Written instruction.
Present the entries below as a numbered list, one line per number, with blank lines left out.

═════ Provided records ═════

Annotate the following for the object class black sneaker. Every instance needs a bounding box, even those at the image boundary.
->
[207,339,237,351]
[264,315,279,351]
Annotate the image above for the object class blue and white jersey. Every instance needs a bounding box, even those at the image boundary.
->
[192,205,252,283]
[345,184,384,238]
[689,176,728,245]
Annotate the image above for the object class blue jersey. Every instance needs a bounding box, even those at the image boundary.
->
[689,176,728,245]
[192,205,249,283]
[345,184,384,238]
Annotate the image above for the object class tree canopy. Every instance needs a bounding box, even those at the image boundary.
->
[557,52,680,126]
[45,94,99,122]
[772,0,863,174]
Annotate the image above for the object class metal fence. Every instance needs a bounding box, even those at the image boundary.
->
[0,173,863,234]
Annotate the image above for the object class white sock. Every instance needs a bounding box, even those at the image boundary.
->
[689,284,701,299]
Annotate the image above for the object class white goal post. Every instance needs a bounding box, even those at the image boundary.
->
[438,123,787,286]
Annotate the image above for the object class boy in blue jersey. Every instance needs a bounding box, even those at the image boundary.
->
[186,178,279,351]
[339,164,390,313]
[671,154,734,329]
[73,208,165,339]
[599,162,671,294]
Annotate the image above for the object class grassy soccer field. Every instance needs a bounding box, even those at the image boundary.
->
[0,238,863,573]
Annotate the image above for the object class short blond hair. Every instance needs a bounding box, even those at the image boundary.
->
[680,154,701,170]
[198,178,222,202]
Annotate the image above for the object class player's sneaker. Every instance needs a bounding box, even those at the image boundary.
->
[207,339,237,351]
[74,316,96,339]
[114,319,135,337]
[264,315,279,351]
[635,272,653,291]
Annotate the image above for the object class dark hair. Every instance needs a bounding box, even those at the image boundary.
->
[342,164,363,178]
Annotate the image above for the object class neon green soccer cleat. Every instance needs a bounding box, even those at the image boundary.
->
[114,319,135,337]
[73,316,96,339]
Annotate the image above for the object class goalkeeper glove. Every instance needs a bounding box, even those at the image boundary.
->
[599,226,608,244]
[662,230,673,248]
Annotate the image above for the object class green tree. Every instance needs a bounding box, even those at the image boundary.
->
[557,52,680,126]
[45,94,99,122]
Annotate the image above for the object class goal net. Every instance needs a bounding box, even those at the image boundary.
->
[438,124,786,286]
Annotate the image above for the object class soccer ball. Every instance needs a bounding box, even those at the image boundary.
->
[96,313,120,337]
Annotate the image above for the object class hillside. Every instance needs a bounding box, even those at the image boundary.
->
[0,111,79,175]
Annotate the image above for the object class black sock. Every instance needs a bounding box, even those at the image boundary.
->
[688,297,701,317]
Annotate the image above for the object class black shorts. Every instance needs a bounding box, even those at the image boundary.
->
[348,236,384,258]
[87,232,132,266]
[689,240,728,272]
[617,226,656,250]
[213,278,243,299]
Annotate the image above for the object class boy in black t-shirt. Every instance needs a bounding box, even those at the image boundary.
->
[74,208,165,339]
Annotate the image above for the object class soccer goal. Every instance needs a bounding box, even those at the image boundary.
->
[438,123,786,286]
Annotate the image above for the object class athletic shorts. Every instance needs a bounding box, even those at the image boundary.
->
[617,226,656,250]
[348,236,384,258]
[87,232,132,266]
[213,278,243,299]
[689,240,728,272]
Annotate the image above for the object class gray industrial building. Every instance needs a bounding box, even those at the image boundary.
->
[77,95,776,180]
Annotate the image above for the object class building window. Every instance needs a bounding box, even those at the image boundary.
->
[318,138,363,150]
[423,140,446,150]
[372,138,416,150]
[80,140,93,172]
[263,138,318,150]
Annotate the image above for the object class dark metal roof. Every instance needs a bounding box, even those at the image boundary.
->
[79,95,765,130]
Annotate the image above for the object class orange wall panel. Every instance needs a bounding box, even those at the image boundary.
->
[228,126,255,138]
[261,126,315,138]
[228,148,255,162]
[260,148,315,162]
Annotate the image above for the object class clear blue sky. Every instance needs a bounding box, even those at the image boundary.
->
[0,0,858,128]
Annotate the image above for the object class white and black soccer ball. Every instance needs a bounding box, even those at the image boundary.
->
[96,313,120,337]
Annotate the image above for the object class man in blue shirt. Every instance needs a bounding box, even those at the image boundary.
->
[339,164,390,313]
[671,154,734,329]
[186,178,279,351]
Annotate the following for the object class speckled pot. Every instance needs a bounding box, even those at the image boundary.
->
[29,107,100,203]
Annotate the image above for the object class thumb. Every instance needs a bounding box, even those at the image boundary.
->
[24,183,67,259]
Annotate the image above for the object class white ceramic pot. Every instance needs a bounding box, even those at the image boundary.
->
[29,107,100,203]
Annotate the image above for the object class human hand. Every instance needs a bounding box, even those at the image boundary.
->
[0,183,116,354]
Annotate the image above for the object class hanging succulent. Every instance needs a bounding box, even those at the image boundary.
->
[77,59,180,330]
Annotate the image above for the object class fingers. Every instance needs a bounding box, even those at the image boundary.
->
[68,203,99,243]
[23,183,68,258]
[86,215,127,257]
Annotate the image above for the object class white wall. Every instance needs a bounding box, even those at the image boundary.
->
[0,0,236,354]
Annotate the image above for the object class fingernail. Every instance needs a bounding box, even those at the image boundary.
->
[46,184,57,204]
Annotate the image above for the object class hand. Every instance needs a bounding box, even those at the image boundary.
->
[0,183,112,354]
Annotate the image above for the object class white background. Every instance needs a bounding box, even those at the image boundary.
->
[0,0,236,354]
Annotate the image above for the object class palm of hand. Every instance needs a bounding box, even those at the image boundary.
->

═════

The response.
1. Annotate the following for the object class black sneaker. Every instance needs a bounding box, even those at the image boundary.
2. ->
3. [207,339,237,351]
4. [264,315,279,351]
5. Annotate the image above for the object class blue and white jersey. Every instance needs a bounding box, even those at the image boundary.
6. ->
7. [192,205,252,283]
8. [345,184,384,238]
9. [689,176,728,245]
10. Annotate the image above for the object class blue jersey. Every instance needs a bounding box, even those at the image boundary.
11. ->
12. [689,176,728,245]
13. [192,205,249,283]
14. [345,184,384,238]
15. Annotate the image above for the object class tree canopy. Every instance needs a bounding box, even those at the image boundary.
16. ->
17. [557,52,680,126]
18. [45,94,99,122]
19. [772,0,863,174]
20. Annotate the image above for the object class metal fence. Every instance needs a bounding box, even those at the image boundary.
21. ->
22. [0,173,863,234]
23. Annotate the image above for the object class white sock. Every instance needs a bounding box, even those at the image boundary.
24. ->
25. [689,284,701,299]
26. Annotate the image above for the object class white goal post. Every instance needs a bounding box, even those at the image boundary.
27. ->
28. [438,123,787,286]
29. Annotate the image above for the object class boy in blue jersey. Every instance needs a bounding box, even those at the image boundary.
30. ->
31. [186,178,279,351]
32. [339,164,390,313]
33. [671,154,734,329]
34. [73,208,165,339]
35. [599,162,671,294]
36. Annotate the image above for the object class grassy soccer field. Every instance needs a bounding box, even those at the image boundary.
37. ->
38. [0,238,863,573]
39. Annotate the image above for the object class short blond hair. Every instance needs a bounding box, even those at the image boundary.
40. ->
41. [680,154,701,170]
42. [198,178,222,202]
43. Annotate the image above for the object class player's sneaker. Every instance needs a bounding box, even those at the image boundary.
44. ->
45. [207,339,237,351]
46. [74,316,96,339]
47. [114,319,135,337]
48. [264,315,279,351]
49. [635,272,653,291]
50. Annotate the image above for the object class dark hair. Every instance needs a bounding box, even those at the image boundary.
51. ->
52. [342,164,363,178]
53. Annotate the image above for the object class neon green soccer cleat. Every instance needs a bounding box, even those at the image boundary.
54. ->
55. [114,319,135,337]
56. [73,316,96,339]
57. Annotate the image above for the object class goalkeeper glove. Every instance needs a bounding box, even those at the image boundary.
58. ->
59. [599,226,608,244]
60. [662,230,673,248]
61. Annotate the image above for the object class green tree. Every instance needs a bounding box, even those at the image boundary.
62. ->
63. [557,52,680,126]
64. [45,94,99,122]
65. Annotate the image above for the object class goal net. Every instance needs a bounding box, even those at the image boundary.
66. ->
67. [438,124,786,286]
68. Annotate the image above for the object class soccer ball. Every instance needs a bounding box, even those at the image boundary.
69. ->
70. [96,313,120,337]
71. Annotate the image above for the object class hillside. Every instance needs a bounding box, even those at the image boundary.
72. ->
73. [0,111,79,175]
74. Annotate the image above for the object class black sock. Every instance needs a bounding box, even those at the image boundary.
75. ->
76. [688,297,701,317]
77. Annotate the image above for the object class black shorts. Every instance needs a bounding box, even those at the image boundary.
78. ->
79. [348,236,384,258]
80. [87,232,132,266]
81. [689,240,728,272]
82. [617,226,656,250]
83. [213,278,243,299]
84. Annotate the image above for the object class boy in black t-shirt. Every instance needs a bounding box, even those at the image boundary.
85. ->
86. [74,208,165,339]
87. Annotate the image above for the object class soccer goal. Every instance needs a bounding box, even those at the image boundary.
88. ->
89. [438,123,786,286]
90. Annotate the image above for the object class athletic shorts. Every instance needs a bounding box, even those at the image boundary.
91. ->
92. [617,226,656,250]
93. [348,236,384,258]
94. [87,232,132,266]
95. [213,278,243,299]
96. [689,240,728,272]
97. Annotate the image above for the object class gray industrial building. Every instance needs a bounding box, even those at the image boundary.
98. ->
99. [77,95,776,180]
100. Annotate the image above for the object class building window. Every instance needs a bounding box, even those at the image boundary.
101. ->
102. [318,138,363,150]
103. [423,140,446,150]
104. [372,138,416,150]
105. [80,140,93,172]
106. [263,138,318,150]
107. Annotate the image above for the object class dark metal roof. Every instance needs a bounding box, even those at the image boundary.
108. ->
109. [79,95,765,130]
110. Annotate the image above for the object class orange wall panel. Every instance needs a bounding box, even those at the image boundary.
111. ->
112. [228,126,255,138]
113. [261,126,315,138]
114. [228,148,255,162]
115. [260,148,315,162]
116. Annotate the image above for the object class clear blue sky. Every instance needs a bounding box, even those at the image boundary.
117. ->
118. [0,0,858,128]
119. Annotate the image above for the object class white and black soccer ball. Every instance needs a bounding box, even those at the image boundary.
120. ->
121. [96,313,120,337]
122. Annotate the image above for the object class man in blue shirt. Every instance needs a bounding box, even those at the image boundary.
123. ->
124. [339,164,390,313]
125. [671,154,734,329]
126. [186,178,279,351]
127. Annotate the following for the object class speckled pot. Every instance needs a bounding box, even those at the image boundary.
128. ->
129. [29,107,100,203]
130. Annotate the image above for the object class thumb. Every instance needs a bounding box, even those at the image boundary.
131. ->
132. [24,183,67,259]
133. Annotate the image above for the object class white ceramic pot. Every instance needs a bounding box, even those at the image boundary.
134. ->
135. [29,107,100,203]
136. Annotate the image above for the object class human hand. Every instance needs a bounding box, even those at the image boundary.
137. ->
138. [0,183,116,354]
139. Annotate the image above for the object class hanging succulent. Every instance needs a bounding box, even those at the image boundary.
140. ->
141. [77,59,180,330]
142. Annotate the image above for the object class fingers. Every instance needs a bounding box, even those at the image boundary.
143. ->
144. [68,203,99,243]
145. [23,183,68,258]
146. [86,215,127,257]
147. Annotate the image above for the object class white wall. Every instance needs a bounding box, even those at the image boundary.
148. ->
149. [0,0,236,354]
150. Annotate the image above for the object class fingernail. Every instance needs a bounding box, even those at the image boundary.
151. ->
152. [46,184,57,204]
153. Annotate the image above for the object class hand. Every instance needs a bounding box, even those at the image boundary.
154. ->
155. [0,183,112,354]
156. Annotate the image above for the object class white background. Every instance needs a bounding box, even those at the image boundary.
157. ->
158. [0,0,236,354]
159. Annotate the image above for the object class palm of hand. Every instance needs a bounding box, even those at the image boundary.
160. ->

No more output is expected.